** START SELECTION **

It is said that Chaucer wrote these lines:
"But for my daughter Julian,
I would she were well bolted with a Bridle,
That leaves her work to play the clack,
And lets her wheel stand idle;
For it serves not for she-ministers,
Farriers nor Furriers,
Cobblers nor Button-makers,
To descant on the Bible."
Mr. Andrews has confined his account of curious punishments mainly to
England and Scotland. Our Puritan ancestors must, we think, have seen
some of the instruments of torture here described, and perhaps some of
our great-great, etc., grandmothers may have been "ducked" or
"silenced by a brank" many years before the sailing of the "Mayflower"
or the "Lyon" or the "Angel Gabriel."

** END SELECTION **
** START MATERIAL SUPPLIED **

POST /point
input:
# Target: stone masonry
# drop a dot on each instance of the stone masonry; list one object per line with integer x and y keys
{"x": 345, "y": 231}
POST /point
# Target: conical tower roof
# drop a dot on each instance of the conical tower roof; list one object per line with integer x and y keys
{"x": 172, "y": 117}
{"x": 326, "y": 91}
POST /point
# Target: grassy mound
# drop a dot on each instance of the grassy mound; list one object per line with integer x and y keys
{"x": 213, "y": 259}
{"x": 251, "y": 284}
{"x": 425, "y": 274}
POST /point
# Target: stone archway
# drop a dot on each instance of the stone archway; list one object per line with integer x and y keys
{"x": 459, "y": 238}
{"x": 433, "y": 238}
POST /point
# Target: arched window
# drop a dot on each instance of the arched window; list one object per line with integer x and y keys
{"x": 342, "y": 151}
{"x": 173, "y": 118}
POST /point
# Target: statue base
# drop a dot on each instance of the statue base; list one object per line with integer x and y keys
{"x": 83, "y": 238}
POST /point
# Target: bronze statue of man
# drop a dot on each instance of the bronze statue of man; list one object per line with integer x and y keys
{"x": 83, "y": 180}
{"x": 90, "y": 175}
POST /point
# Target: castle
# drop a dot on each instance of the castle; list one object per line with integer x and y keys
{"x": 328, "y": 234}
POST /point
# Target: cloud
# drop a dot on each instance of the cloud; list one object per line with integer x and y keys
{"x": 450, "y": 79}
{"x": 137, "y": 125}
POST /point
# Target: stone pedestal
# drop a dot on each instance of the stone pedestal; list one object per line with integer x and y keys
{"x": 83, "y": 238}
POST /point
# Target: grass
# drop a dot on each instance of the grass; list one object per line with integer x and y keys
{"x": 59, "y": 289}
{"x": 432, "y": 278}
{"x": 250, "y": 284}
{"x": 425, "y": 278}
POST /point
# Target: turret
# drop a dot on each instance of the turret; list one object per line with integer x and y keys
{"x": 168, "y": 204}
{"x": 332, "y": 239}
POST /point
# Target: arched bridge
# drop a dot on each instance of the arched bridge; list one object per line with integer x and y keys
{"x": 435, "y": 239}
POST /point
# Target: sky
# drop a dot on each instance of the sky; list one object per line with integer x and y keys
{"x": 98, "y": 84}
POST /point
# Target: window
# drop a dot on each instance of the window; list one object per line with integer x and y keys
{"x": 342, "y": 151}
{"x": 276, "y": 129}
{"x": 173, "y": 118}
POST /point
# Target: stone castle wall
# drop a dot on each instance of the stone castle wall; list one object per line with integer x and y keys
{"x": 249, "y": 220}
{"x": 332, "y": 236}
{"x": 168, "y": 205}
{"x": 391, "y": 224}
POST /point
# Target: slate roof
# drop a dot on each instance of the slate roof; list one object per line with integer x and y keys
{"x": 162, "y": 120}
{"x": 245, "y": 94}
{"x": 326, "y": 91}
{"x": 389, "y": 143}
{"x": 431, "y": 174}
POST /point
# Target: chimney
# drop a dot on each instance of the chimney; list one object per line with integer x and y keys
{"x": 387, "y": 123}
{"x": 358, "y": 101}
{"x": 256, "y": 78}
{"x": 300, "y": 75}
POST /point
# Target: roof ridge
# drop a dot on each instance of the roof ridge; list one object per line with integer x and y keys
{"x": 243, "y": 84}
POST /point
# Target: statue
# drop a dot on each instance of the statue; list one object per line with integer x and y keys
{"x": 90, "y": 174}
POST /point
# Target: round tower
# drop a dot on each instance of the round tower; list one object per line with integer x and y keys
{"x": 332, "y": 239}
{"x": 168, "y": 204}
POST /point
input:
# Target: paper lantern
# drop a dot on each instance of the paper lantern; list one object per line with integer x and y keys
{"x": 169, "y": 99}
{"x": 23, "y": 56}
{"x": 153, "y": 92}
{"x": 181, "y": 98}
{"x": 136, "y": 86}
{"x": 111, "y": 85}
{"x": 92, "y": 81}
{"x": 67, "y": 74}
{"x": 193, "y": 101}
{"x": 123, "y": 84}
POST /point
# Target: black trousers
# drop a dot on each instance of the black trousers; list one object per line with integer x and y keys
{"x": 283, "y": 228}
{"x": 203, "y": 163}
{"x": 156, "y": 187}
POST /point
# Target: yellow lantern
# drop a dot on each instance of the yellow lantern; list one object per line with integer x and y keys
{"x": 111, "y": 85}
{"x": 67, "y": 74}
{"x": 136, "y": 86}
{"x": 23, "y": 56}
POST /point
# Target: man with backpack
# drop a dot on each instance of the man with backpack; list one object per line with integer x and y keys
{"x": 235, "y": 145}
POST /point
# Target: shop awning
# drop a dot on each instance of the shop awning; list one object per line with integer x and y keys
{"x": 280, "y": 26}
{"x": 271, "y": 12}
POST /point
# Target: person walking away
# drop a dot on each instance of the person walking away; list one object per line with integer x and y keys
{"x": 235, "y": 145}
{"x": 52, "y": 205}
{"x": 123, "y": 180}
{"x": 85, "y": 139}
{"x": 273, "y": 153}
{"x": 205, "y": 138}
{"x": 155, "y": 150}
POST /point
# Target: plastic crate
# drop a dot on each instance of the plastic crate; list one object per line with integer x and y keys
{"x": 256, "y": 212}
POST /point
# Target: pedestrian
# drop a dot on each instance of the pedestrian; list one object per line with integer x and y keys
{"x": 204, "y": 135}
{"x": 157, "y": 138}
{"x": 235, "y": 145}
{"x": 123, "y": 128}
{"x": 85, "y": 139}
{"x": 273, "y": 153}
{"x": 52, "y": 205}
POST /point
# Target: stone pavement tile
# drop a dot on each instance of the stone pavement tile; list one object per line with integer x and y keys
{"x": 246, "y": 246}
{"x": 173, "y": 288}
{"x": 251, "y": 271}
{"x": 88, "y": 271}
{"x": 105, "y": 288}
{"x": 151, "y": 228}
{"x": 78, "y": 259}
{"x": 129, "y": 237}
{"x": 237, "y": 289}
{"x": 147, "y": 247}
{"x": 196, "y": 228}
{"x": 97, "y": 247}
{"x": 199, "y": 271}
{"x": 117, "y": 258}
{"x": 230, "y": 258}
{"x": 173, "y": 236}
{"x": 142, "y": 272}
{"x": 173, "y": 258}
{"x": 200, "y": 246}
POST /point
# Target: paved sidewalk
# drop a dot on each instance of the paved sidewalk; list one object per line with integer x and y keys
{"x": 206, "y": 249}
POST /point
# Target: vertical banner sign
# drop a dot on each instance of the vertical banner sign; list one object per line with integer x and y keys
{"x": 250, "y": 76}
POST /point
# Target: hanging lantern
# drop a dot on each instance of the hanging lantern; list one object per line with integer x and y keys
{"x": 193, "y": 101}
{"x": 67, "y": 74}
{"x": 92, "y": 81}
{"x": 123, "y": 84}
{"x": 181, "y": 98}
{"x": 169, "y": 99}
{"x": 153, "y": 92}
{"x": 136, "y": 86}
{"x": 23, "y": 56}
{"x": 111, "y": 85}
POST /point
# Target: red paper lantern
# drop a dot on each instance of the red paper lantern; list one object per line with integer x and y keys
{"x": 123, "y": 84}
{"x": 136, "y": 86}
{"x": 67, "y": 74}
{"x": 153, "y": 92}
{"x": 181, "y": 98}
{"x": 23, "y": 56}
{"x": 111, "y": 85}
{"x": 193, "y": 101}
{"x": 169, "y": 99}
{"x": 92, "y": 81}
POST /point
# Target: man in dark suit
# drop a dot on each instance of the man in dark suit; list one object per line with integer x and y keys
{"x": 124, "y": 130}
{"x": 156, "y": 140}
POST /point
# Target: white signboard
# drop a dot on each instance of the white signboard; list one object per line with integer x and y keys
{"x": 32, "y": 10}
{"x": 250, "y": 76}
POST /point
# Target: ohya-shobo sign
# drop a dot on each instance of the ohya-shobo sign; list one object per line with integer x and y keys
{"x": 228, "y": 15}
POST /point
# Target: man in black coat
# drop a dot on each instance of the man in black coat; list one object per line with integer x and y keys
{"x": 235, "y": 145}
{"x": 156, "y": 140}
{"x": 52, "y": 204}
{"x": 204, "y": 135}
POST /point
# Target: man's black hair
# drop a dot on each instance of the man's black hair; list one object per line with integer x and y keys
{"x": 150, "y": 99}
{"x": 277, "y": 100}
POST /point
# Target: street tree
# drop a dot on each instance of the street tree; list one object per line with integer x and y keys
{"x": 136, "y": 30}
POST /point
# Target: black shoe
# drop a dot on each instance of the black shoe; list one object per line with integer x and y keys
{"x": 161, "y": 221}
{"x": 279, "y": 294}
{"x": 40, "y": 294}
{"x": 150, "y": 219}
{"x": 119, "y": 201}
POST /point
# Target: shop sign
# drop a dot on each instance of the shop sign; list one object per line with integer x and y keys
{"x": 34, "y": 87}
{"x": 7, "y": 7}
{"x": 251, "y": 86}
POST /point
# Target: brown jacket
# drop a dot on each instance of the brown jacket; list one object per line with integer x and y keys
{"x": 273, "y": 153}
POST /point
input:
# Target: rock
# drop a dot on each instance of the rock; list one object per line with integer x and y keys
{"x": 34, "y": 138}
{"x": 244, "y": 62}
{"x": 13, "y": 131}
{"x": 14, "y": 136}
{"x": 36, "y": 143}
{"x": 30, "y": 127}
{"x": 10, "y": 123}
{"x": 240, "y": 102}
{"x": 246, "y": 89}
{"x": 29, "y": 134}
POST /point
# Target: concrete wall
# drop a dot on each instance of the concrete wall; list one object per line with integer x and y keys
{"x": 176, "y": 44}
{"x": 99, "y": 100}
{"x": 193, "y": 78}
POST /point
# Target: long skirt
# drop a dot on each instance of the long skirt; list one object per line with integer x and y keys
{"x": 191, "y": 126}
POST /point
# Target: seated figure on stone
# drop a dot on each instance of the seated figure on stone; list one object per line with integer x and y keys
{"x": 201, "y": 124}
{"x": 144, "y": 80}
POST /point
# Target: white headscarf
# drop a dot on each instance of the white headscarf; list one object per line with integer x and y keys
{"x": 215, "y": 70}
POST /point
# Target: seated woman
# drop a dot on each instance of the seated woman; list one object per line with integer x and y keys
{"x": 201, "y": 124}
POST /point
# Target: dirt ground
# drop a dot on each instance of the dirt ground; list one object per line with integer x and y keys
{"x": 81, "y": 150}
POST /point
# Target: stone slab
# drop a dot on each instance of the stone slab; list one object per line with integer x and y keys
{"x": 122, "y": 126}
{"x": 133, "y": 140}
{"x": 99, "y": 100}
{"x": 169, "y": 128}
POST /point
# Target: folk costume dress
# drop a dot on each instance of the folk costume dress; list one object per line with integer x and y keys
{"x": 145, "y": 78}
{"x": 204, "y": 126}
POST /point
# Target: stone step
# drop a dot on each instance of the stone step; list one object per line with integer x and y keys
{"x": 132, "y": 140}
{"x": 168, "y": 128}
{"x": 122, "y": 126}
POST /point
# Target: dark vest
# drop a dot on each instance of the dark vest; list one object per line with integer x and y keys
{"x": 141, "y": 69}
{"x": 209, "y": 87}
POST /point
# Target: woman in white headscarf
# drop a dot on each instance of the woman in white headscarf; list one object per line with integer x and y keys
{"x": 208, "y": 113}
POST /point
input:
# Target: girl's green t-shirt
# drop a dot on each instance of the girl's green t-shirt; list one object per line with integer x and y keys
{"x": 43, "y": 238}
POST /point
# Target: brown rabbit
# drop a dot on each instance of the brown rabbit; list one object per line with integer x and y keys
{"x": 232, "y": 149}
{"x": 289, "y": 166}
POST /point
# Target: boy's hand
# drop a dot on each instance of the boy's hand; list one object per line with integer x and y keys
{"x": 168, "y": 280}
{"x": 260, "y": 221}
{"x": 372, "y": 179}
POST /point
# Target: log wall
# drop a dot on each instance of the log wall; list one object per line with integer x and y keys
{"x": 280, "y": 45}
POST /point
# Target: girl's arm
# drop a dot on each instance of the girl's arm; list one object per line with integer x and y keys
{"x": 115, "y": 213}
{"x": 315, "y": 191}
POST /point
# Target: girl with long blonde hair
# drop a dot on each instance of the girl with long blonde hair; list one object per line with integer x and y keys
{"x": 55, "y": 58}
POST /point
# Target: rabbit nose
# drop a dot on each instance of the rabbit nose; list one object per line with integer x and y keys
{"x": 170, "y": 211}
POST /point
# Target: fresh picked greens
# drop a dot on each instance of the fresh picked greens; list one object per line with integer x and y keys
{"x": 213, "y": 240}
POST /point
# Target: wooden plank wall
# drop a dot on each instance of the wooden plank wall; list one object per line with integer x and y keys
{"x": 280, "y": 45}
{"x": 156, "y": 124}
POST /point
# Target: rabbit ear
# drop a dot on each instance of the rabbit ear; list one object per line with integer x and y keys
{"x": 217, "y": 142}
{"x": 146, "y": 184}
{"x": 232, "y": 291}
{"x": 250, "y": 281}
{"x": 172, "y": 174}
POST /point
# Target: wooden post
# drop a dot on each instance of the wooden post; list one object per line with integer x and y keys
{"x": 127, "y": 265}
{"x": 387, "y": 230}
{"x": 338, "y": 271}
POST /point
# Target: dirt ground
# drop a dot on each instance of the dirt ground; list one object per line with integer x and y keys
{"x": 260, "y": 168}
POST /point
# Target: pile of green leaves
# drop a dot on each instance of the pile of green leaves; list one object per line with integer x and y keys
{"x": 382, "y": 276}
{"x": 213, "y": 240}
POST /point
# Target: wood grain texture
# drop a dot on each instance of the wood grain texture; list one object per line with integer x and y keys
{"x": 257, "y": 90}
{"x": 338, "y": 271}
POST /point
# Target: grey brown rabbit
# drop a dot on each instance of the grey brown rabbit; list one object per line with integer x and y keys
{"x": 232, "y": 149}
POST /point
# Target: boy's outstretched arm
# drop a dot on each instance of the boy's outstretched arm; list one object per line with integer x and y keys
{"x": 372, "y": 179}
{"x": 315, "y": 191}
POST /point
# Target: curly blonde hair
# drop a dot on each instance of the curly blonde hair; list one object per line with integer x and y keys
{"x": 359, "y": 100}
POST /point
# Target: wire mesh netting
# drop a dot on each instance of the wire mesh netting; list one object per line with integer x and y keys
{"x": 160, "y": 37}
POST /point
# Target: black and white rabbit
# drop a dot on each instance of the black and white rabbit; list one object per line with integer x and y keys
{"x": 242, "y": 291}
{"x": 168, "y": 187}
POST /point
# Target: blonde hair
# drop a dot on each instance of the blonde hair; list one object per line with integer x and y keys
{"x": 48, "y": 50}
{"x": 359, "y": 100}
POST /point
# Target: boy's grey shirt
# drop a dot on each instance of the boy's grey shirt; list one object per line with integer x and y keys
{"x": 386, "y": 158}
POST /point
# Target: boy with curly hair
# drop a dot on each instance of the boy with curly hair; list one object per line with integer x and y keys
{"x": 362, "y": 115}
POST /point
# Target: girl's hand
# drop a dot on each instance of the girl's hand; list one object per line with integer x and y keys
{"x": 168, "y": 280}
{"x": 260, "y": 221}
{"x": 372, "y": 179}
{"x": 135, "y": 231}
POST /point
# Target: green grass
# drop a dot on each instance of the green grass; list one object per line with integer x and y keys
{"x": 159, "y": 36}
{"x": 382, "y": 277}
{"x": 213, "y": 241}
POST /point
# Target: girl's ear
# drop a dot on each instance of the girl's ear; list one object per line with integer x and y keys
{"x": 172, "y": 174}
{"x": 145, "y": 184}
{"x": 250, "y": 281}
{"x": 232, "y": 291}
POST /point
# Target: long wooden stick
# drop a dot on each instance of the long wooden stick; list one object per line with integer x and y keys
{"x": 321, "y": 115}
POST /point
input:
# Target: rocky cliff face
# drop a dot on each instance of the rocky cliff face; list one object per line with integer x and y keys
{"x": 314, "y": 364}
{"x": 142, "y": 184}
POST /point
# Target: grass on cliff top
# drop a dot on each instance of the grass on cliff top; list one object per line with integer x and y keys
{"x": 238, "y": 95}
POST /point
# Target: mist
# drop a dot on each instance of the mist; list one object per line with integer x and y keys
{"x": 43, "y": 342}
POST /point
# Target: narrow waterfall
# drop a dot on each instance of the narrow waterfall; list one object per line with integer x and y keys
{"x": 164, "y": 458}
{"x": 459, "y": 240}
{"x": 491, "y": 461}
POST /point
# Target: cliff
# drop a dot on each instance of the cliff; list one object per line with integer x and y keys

** END MATERIAL SUPPLIED **

Please carry on the passage on old punishments, starting right after its last sentence. The listing is separate material, unrelated to the passage on old punishments.

→ ANSWER FOR THIS EXERCISE:
-------------------------
It was once the custom in New England for a sermon to be preached
before the prisoner upon the day of his execution. In the
"Massachusetts Gazette," Dec. 26, 1786, is the following notice:--
SALEM, _Dec._ 23. Thursday last, being the day appointed for the
execution of Isaac Coombs, an Indian, with whose crime and
sentence the publick have before been made acquainted, the
unfortunate criminal was in the forenoon conducted to the
Tabernacle, where a Sermon, which we are told was well adapted to
the melancholy occasion, was preached by the Rev.